**Challenge:**
Rewrite the rows below, swapping "single line" for "one line" and changing nothing else, and omit the pictures.

**Stored rows:**
(begin)

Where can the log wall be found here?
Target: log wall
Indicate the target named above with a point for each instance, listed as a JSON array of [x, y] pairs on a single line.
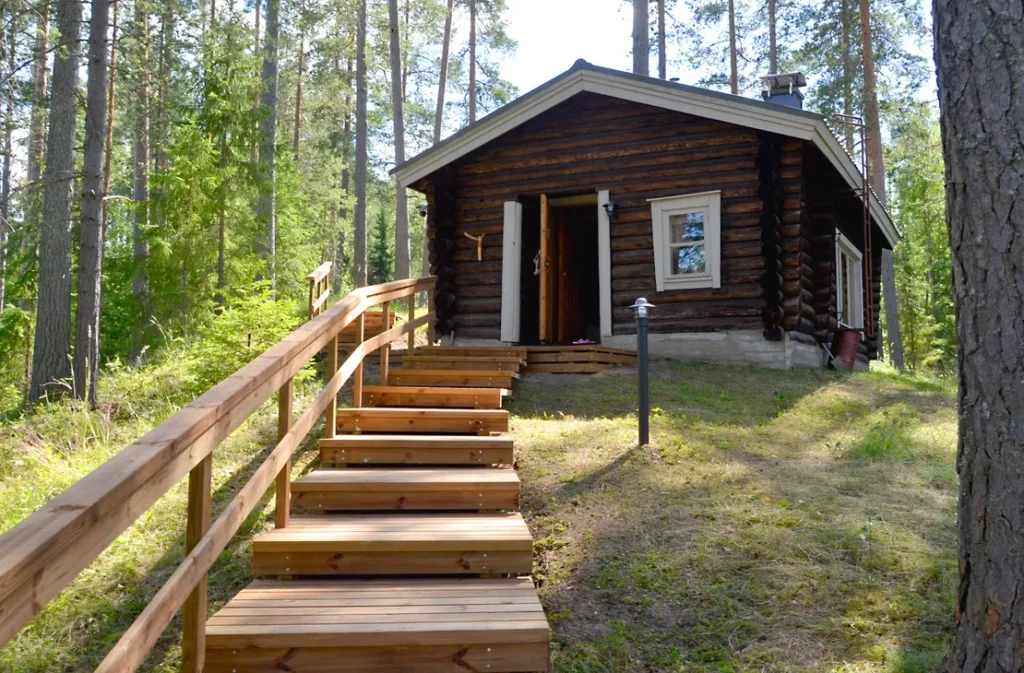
[[636, 152]]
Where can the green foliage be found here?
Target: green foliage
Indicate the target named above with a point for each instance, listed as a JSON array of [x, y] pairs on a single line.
[[380, 264]]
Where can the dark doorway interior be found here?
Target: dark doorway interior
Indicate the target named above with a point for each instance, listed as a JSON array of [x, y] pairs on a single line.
[[573, 303]]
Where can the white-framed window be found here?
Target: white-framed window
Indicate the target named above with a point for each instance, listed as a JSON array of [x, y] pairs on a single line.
[[849, 283], [687, 241]]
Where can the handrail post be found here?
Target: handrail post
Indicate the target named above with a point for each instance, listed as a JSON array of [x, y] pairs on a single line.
[[412, 316], [197, 524], [282, 510], [331, 416], [430, 312], [357, 375], [386, 348]]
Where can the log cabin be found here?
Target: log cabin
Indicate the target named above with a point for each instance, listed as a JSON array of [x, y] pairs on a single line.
[[745, 222]]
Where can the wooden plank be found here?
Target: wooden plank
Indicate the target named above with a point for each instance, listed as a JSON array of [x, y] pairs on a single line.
[[286, 398], [570, 368], [43, 553], [452, 378], [395, 489], [422, 420], [197, 524], [390, 395]]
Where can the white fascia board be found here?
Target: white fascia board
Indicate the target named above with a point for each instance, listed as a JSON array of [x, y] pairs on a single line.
[[501, 123], [829, 145]]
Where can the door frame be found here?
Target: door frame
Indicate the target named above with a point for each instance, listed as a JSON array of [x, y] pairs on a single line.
[[511, 265]]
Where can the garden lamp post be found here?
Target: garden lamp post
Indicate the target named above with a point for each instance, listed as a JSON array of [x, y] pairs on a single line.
[[642, 308]]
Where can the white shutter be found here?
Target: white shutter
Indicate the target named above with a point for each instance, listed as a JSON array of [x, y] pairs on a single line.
[[511, 263]]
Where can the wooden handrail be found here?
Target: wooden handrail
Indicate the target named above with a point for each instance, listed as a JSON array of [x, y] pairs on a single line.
[[47, 550]]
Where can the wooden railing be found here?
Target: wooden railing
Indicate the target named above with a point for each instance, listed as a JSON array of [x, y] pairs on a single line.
[[320, 289], [46, 551]]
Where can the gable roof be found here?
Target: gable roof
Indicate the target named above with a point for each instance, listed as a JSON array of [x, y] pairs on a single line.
[[659, 93]]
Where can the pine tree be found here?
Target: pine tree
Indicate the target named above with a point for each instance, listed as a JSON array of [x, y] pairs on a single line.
[[90, 262], [51, 353]]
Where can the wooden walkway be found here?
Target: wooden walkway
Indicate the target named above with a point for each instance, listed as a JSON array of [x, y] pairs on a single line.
[[403, 551]]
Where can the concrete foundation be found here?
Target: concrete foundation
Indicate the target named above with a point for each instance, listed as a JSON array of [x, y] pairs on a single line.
[[736, 347]]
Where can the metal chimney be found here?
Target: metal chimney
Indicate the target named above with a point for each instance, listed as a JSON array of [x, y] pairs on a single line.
[[784, 89]]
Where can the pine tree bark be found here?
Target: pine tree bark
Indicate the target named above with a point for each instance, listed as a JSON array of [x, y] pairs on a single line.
[[111, 110], [266, 213], [90, 261], [472, 60], [877, 172], [359, 244], [733, 66], [298, 79], [51, 353], [641, 38], [401, 256], [10, 50], [37, 128], [979, 54], [663, 56], [140, 182], [442, 76]]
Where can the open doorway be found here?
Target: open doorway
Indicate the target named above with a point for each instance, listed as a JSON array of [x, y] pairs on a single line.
[[559, 291]]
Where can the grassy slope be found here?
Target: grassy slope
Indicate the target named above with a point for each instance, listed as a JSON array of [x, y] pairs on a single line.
[[779, 521]]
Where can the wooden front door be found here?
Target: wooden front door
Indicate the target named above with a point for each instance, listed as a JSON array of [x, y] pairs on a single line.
[[549, 268]]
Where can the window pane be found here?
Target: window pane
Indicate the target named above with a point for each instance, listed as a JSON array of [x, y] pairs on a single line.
[[686, 227], [691, 259]]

(end)

**Correct answer:**
Where can the log wall be found here?
Target: log wall
Indicate the target named above with a point for each instance, listed as a JSON array of [x, y] pairs on a one line.
[[636, 152]]
Where can the green foliage be found here?
Target: green foliage
Indicate the target named above with a point for each instance, listed as a JSON array of [x, y] pairs on a one line.
[[380, 264]]
Where can the dark doorway interior be found here?
Target: dark doorway interior
Indicate the target named above with a point for each instance, listed as a JSON array of [x, y] pairs on a one line.
[[573, 303]]
Where can the white-framed window be found here?
Target: white-framed window
Indicate the target named above with a point for each instance, listed as a JSON array of [x, y] pairs on a one line.
[[849, 283], [687, 241]]
Where can the handrail post be found here?
Target: handrail post
Indicate the target named above with a point for each instance, listed as a JSON array of [x, y] pairs on a one line.
[[412, 316], [197, 524], [282, 510], [331, 416], [430, 312], [357, 375], [386, 348]]
Where can the log cabin be found here?
Target: log cabin
Indicate the target named above with a point for each instance, listed as a JSON array of [x, y] pairs on a one line.
[[745, 222]]
Where can the wooden plank be found here?
Target: wooden plank
Indicate the target named above with a point for each instance, listed as a JSON array of [x, y] pairs on a one line.
[[286, 398], [570, 368], [43, 553], [452, 378], [395, 489], [422, 420], [197, 524], [390, 395]]
Where can the white fascia board be found here?
Target: white fascia board
Indicate the target named above with a point for each instance, listed as a JSON array of [x, y] pairs on a one line.
[[501, 123], [829, 145]]
Where can the door frame be found here?
Target: door frame
Indicate the target named above with a point for each instance, listed as a JSON array of [x, y] pairs on a one line.
[[511, 265]]
Where can the garden lamp post be found here?
Target: garden lamp post
Indicate the target named above with a point for each instance, listed as a JSON array of [x, y] pairs on a one line.
[[642, 308]]
Where can the white shutter be found here?
Target: white shutter
Indicate the target named above with a point for each instance, listed as a JSON array of [x, y] pairs on a one line.
[[511, 263]]
Where can the wooden handrail be found here?
Target: wooden handrail
Indicate the target named above with a point for each instance, listed as a JSON array of [x, y] pairs on a one line.
[[47, 550]]
Where can the wooden railing be found here?
Target: wooden railing
Indicate the target named above with a point for each instance, listed as a JSON array of [x, y] pairs on a one line.
[[320, 289], [46, 551]]
Where can the gable roof be found here?
Target: gable roof
Indicate the target named above with a point for each instance, listed as a JSON array of [x, y] pairs on a one line.
[[659, 93]]
Where can the pine tree be found here?
Target: pine tree
Indicate the target named above with a point for each instance, listed as a JSON array of [x, y] pairs on a one line.
[[90, 262], [51, 353]]
Where can the wooden walkway be found here?
Target: wooden walkway
Indicate the target named above with a point for each instance, listed as a JSON array of [x, y] pairs on a one line.
[[403, 551]]
Where can the concrete foundation be found here?
Target: concrete foundation
Indicate the target named above with a point for each instance, listed as a JSON array of [x, y] pairs on a one line.
[[736, 347]]
Where can the metal chimney be found here?
Target: metal chimney
Indicate the target named above with a point for each instance, listed as a JSON array of [x, y] pairs on a one line.
[[784, 89]]
Where can the pine tree bark be found here?
Target: pine tree bark
Indicate the target named above with a point for each instance, listed as a JSON array of [x, y] pairs on a one line.
[[111, 110], [266, 213], [90, 261], [472, 60], [877, 172], [359, 244], [733, 66], [298, 79], [51, 353], [641, 38], [401, 256], [10, 50], [37, 128], [979, 54], [663, 56], [140, 182], [442, 76]]
Where can the open doorway be found here?
Target: open doorway
Indicate the target named above with a point for each instance, listed as a JSON array of [x, y] pairs on a one line.
[[559, 291]]
Where can the grassy slope be found here?
Target: grassy slope
Indicate the target named above with a point for each instance, listed as a JSON array of [x, y] pairs on a one line.
[[779, 521]]
Where can the wooden front door be found here?
Target: wooden front door
Indicate the target named above with a point for each instance, listed as a JSON array of [x, y] pairs on a one line.
[[549, 268]]
Where can the window pane be found here?
Target: window pane
Indicate the target named above with a point for each instance, listed as a JSON array of [x, y] pairs on a one line.
[[686, 227], [691, 259]]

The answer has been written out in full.